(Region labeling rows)
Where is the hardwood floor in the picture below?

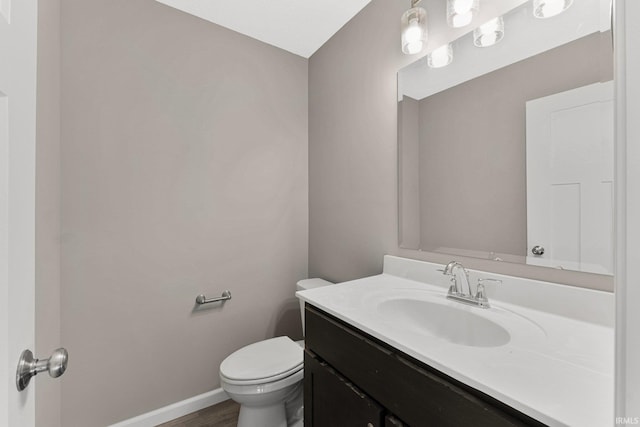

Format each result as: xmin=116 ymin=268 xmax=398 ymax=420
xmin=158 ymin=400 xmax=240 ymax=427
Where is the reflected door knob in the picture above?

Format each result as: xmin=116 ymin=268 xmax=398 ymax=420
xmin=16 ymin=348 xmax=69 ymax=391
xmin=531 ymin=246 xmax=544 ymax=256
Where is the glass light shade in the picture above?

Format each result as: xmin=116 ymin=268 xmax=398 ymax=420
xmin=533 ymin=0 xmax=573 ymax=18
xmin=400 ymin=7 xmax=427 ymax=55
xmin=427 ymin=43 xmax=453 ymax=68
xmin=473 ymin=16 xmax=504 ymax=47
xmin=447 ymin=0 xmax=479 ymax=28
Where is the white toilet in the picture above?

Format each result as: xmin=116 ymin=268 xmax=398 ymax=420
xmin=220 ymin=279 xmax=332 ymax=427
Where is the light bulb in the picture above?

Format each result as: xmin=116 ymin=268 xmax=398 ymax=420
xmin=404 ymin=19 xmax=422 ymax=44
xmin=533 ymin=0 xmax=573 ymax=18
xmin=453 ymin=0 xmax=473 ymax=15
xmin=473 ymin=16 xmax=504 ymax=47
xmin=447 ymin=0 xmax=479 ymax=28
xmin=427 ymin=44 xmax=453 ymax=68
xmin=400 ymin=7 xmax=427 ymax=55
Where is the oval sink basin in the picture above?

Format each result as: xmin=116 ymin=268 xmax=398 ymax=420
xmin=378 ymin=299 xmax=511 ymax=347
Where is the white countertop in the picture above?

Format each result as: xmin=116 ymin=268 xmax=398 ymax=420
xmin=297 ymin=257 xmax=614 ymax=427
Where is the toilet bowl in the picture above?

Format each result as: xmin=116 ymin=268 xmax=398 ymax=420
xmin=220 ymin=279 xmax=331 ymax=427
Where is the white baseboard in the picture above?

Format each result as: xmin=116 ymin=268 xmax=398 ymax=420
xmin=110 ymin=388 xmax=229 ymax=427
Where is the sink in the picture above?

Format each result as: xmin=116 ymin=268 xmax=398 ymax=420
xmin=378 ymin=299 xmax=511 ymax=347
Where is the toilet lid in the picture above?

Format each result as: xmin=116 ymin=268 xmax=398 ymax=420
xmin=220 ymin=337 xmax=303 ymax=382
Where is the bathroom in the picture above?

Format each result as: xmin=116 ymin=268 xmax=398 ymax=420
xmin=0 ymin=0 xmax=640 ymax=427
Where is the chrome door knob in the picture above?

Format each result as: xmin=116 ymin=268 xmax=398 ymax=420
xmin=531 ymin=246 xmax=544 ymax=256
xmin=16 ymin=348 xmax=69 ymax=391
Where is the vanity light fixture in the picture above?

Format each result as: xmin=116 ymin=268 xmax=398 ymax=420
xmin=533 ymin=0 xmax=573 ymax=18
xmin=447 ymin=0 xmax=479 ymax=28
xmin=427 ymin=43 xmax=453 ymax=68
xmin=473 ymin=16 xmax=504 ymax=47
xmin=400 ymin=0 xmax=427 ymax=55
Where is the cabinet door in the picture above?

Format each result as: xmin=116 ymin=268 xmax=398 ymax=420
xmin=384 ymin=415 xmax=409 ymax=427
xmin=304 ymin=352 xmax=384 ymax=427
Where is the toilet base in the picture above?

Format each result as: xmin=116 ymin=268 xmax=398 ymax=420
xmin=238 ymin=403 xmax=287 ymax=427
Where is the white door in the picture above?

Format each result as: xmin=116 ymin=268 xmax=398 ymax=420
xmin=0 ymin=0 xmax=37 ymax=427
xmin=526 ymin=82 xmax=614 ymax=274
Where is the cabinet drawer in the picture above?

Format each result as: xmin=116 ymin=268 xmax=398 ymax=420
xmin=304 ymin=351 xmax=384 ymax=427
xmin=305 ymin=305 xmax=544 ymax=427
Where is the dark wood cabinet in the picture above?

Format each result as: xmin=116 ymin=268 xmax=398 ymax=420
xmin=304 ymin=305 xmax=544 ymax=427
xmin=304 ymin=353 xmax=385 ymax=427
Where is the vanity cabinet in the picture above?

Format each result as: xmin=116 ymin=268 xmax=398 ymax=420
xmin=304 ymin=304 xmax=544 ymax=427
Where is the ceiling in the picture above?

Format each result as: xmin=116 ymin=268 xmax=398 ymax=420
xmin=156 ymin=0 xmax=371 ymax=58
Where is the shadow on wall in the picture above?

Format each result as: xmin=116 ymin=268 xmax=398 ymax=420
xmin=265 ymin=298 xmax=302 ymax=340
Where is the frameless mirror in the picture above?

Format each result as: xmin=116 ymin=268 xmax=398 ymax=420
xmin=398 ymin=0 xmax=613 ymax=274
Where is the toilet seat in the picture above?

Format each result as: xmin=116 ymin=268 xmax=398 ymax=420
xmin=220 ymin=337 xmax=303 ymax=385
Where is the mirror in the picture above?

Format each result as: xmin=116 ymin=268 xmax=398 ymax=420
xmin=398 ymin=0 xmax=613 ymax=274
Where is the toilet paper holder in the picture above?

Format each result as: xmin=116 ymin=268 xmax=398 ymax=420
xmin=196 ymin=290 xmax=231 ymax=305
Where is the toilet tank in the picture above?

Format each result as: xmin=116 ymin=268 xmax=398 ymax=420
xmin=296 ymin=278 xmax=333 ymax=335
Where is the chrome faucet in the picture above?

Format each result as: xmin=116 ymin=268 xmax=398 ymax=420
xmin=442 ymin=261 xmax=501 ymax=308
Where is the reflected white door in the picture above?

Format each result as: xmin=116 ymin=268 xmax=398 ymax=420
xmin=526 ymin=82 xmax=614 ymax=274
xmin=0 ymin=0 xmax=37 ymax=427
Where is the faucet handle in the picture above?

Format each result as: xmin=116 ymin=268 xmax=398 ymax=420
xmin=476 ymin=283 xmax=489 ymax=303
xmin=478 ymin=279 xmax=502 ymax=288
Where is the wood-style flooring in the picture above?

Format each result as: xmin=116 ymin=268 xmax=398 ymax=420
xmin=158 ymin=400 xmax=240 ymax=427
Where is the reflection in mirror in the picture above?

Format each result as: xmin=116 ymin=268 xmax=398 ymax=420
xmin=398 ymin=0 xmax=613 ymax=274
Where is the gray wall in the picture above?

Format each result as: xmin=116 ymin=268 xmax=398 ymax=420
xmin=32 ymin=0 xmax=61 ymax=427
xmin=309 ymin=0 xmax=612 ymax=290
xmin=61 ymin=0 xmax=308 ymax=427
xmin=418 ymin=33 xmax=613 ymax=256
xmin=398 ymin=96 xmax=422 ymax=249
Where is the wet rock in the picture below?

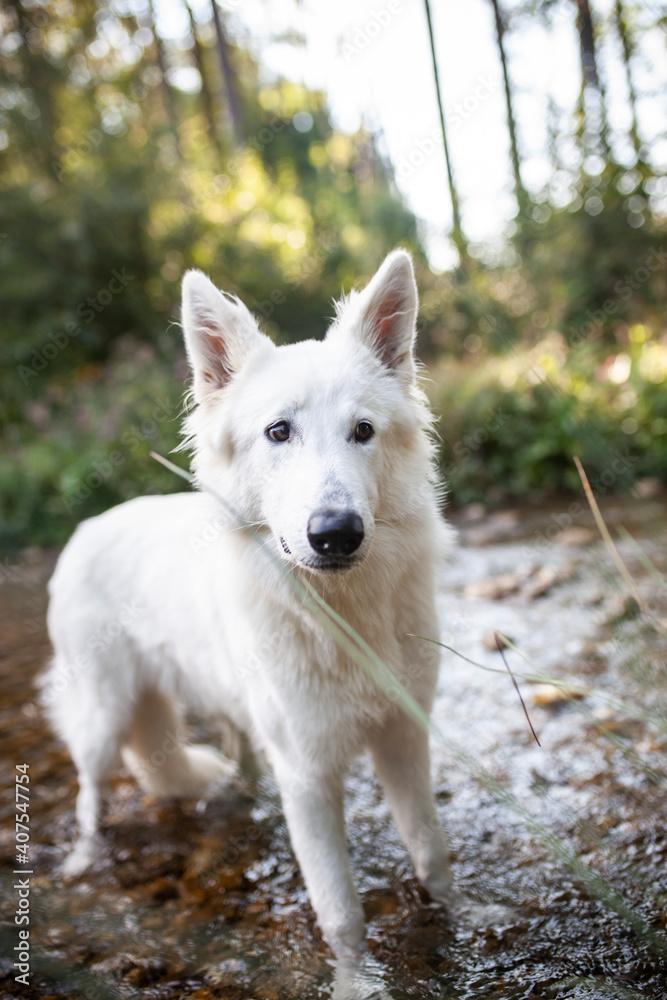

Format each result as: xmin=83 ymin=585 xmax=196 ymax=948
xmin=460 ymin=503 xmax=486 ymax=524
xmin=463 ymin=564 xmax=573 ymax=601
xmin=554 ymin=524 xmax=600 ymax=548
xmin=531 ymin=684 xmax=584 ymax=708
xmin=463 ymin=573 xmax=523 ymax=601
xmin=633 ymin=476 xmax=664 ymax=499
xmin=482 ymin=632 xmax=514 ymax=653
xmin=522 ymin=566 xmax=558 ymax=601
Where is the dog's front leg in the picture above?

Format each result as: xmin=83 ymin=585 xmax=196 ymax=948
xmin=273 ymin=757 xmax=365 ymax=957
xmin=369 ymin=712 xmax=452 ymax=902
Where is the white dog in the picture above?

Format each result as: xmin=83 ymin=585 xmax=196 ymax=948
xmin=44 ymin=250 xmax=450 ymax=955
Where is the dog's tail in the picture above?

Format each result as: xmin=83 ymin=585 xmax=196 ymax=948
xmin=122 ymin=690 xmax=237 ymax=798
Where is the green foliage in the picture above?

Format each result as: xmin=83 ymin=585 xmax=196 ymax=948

▶ Objective
Update every row above, changing "Format each result as" to "Give each result as" and keeping everything else the same. Omit the pictures from your answer.

▶ Complete output
Where is the hardwood floor in the picture below?


Give each result as: xmin=116 ymin=268 xmax=398 ymax=420
xmin=158 ymin=400 xmax=240 ymax=427
Where is the reflected door knob in the picture above?

Give each result as: xmin=116 ymin=268 xmax=398 ymax=420
xmin=16 ymin=348 xmax=69 ymax=391
xmin=531 ymin=246 xmax=544 ymax=256
Where is the glass light shade in the picture above?

Give each result as: xmin=116 ymin=268 xmax=398 ymax=420
xmin=533 ymin=0 xmax=573 ymax=18
xmin=400 ymin=7 xmax=427 ymax=55
xmin=427 ymin=43 xmax=453 ymax=68
xmin=473 ymin=16 xmax=504 ymax=47
xmin=447 ymin=0 xmax=479 ymax=28
Where is the white toilet in the picture above?

Give each result as: xmin=116 ymin=268 xmax=398 ymax=420
xmin=220 ymin=279 xmax=332 ymax=427
Where is the light bulb in the picture above?

Give each result as: xmin=116 ymin=268 xmax=398 ymax=420
xmin=404 ymin=19 xmax=422 ymax=44
xmin=533 ymin=0 xmax=573 ymax=18
xmin=453 ymin=0 xmax=473 ymax=15
xmin=473 ymin=16 xmax=504 ymax=47
xmin=447 ymin=0 xmax=479 ymax=28
xmin=427 ymin=44 xmax=453 ymax=68
xmin=400 ymin=7 xmax=427 ymax=55
Where is the oval sink basin in the picture above?

Give each result as: xmin=116 ymin=268 xmax=398 ymax=420
xmin=378 ymin=299 xmax=511 ymax=347
Where is the white countertop in the picture above?

Give each result as: xmin=116 ymin=268 xmax=398 ymax=420
xmin=297 ymin=257 xmax=614 ymax=427
Where is the toilet bowl in the picture above?

Give each result as: xmin=116 ymin=268 xmax=398 ymax=420
xmin=220 ymin=279 xmax=331 ymax=427
Where is the white baseboard in the picture above?

Give each result as: xmin=116 ymin=268 xmax=398 ymax=420
xmin=110 ymin=388 xmax=229 ymax=427
Where is the sink in the picture above?

Give each result as: xmin=116 ymin=268 xmax=398 ymax=420
xmin=378 ymin=299 xmax=511 ymax=347
Where is the toilet lid in the picture above?

Give each result as: xmin=116 ymin=268 xmax=398 ymax=420
xmin=220 ymin=337 xmax=303 ymax=382
Where is the bathroom in the picture above?

Give each result as: xmin=116 ymin=268 xmax=398 ymax=420
xmin=0 ymin=0 xmax=640 ymax=427
Where is the chrome door knob in the picture above?

Give each result as: xmin=116 ymin=268 xmax=398 ymax=420
xmin=531 ymin=246 xmax=544 ymax=256
xmin=16 ymin=348 xmax=69 ymax=391
Where is the vanity light fixture in the picture above?

Give each result as: xmin=116 ymin=268 xmax=398 ymax=420
xmin=533 ymin=0 xmax=573 ymax=18
xmin=447 ymin=0 xmax=479 ymax=28
xmin=427 ymin=43 xmax=453 ymax=68
xmin=473 ymin=16 xmax=504 ymax=47
xmin=400 ymin=0 xmax=427 ymax=55
Where is the cabinet door in the picture above?

Give each result as: xmin=116 ymin=268 xmax=398 ymax=420
xmin=384 ymin=415 xmax=409 ymax=427
xmin=304 ymin=352 xmax=384 ymax=427
Where is the toilet base in the picture above?

Give each result as: xmin=116 ymin=268 xmax=398 ymax=420
xmin=238 ymin=403 xmax=287 ymax=427
Where is the white door in the picture above?

Give each result as: xmin=116 ymin=268 xmax=398 ymax=420
xmin=0 ymin=0 xmax=37 ymax=427
xmin=526 ymin=82 xmax=614 ymax=274
Where is the cabinet drawer in the picture above?

Give each result as: xmin=116 ymin=268 xmax=398 ymax=420
xmin=304 ymin=351 xmax=384 ymax=427
xmin=305 ymin=305 xmax=544 ymax=427
Where is the dark wood cabinet in the picture above?

Give each result as: xmin=116 ymin=268 xmax=398 ymax=420
xmin=304 ymin=305 xmax=544 ymax=427
xmin=304 ymin=353 xmax=385 ymax=427
Where is the vanity cabinet in the picture above?

Give each result as: xmin=116 ymin=268 xmax=398 ymax=420
xmin=304 ymin=304 xmax=544 ymax=427
Where is the ceiling in the picture above?

Give each result as: xmin=116 ymin=268 xmax=398 ymax=420
xmin=156 ymin=0 xmax=371 ymax=58
Where is the shadow on wall in the picture above?

Give each result as: xmin=116 ymin=268 xmax=398 ymax=420
xmin=265 ymin=298 xmax=302 ymax=340
Where is the frameless mirror in the picture above?

Give each result as: xmin=116 ymin=268 xmax=398 ymax=420
xmin=398 ymin=0 xmax=613 ymax=274
Where is the toilet seat in the picture above?

Give each result as: xmin=116 ymin=268 xmax=398 ymax=420
xmin=220 ymin=337 xmax=303 ymax=385
Where is the mirror in the picture above?

Give each result as: xmin=116 ymin=268 xmax=398 ymax=420
xmin=398 ymin=0 xmax=613 ymax=274
Where is the toilet paper holder in the picture above?

Give each result as: xmin=116 ymin=268 xmax=398 ymax=420
xmin=196 ymin=290 xmax=231 ymax=305
Where is the toilet tank in the picture above?

Give each result as: xmin=116 ymin=268 xmax=398 ymax=420
xmin=296 ymin=278 xmax=333 ymax=335
Where is the chrome faucet in the picture above?

Give each result as: xmin=116 ymin=268 xmax=398 ymax=420
xmin=442 ymin=261 xmax=501 ymax=308
Where is the reflected white door in the picture above?

Give each result as: xmin=116 ymin=268 xmax=398 ymax=420
xmin=526 ymin=82 xmax=614 ymax=274
xmin=0 ymin=0 xmax=37 ymax=427
Where is the faucet handle in the picture above?

Give each result as: xmin=116 ymin=268 xmax=398 ymax=420
xmin=476 ymin=283 xmax=489 ymax=303
xmin=478 ymin=279 xmax=502 ymax=288
Where is the wood-style flooring in the picture above?

Give each result as: xmin=116 ymin=268 xmax=398 ymax=420
xmin=158 ymin=400 xmax=240 ymax=427
Where is the reflection in mirror in the picture above?

Give each result as: xmin=116 ymin=268 xmax=398 ymax=420
xmin=398 ymin=0 xmax=613 ymax=274
Where is the gray wall in the picture above?

Give each result as: xmin=116 ymin=268 xmax=398 ymax=420
xmin=32 ymin=0 xmax=61 ymax=427
xmin=309 ymin=0 xmax=612 ymax=290
xmin=61 ymin=0 xmax=308 ymax=427
xmin=418 ymin=33 xmax=613 ymax=256
xmin=398 ymin=96 xmax=422 ymax=249
Where is the wet rock in the picture below?


Give each result as: xmin=83 ymin=585 xmax=196 ymax=948
xmin=460 ymin=503 xmax=486 ymax=524
xmin=463 ymin=564 xmax=573 ymax=601
xmin=554 ymin=524 xmax=600 ymax=548
xmin=531 ymin=684 xmax=584 ymax=708
xmin=463 ymin=573 xmax=523 ymax=601
xmin=633 ymin=476 xmax=664 ymax=499
xmin=482 ymin=632 xmax=514 ymax=653
xmin=522 ymin=566 xmax=558 ymax=601
Where is the dog's front leg in the picture above?

Give each result as: xmin=83 ymin=585 xmax=196 ymax=948
xmin=273 ymin=757 xmax=365 ymax=957
xmin=369 ymin=712 xmax=452 ymax=902
Where is the white dog in the picture above?

Give each result as: xmin=83 ymin=585 xmax=196 ymax=948
xmin=44 ymin=250 xmax=450 ymax=955
Where is the dog's tail in the picture above?

Give each result as: xmin=83 ymin=585 xmax=196 ymax=948
xmin=122 ymin=690 xmax=237 ymax=798
Where is the green foliage in the picture above?

Give each result as: xmin=83 ymin=585 xmax=196 ymax=948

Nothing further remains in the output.